[TASK ITEM]
Of the entries below, copy only those lines that contain the word "stem".

[DATA SUPPLIED]
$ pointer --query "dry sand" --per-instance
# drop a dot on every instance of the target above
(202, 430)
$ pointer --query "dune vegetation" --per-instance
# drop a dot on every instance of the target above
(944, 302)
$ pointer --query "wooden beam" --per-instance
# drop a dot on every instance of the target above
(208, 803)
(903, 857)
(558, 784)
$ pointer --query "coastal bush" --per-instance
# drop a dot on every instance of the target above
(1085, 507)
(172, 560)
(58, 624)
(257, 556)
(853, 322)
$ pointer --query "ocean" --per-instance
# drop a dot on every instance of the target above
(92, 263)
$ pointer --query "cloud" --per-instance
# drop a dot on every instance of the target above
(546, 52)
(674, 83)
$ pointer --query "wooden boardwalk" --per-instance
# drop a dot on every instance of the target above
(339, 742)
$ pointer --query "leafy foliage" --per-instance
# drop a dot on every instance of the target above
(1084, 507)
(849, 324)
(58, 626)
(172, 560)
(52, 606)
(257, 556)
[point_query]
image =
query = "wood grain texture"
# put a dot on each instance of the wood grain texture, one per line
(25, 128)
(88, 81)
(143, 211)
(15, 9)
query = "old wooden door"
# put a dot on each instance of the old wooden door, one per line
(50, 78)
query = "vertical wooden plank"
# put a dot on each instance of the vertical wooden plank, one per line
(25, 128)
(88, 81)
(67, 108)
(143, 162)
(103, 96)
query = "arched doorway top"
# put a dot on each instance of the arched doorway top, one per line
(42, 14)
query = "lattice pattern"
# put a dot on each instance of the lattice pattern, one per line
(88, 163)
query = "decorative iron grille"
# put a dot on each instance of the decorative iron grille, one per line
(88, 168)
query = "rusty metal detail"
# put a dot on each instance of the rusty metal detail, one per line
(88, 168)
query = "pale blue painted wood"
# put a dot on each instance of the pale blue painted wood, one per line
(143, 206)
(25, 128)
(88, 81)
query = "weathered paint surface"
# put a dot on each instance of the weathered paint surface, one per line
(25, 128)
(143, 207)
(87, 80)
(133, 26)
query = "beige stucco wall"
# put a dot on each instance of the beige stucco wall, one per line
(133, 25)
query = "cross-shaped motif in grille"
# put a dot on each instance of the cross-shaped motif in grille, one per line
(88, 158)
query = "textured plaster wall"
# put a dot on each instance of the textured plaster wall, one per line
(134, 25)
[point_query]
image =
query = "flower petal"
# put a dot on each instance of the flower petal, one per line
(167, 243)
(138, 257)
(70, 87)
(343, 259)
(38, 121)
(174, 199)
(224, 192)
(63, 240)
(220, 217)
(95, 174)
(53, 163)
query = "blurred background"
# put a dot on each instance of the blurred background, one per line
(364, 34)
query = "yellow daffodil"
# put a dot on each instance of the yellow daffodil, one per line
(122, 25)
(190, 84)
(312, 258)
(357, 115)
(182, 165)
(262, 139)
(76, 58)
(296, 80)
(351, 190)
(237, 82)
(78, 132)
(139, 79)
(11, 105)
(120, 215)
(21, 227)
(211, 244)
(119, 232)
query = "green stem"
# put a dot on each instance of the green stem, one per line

[ANSWER BOX]
query = "green stem"
# put a dot on each instance of the green stem, one per line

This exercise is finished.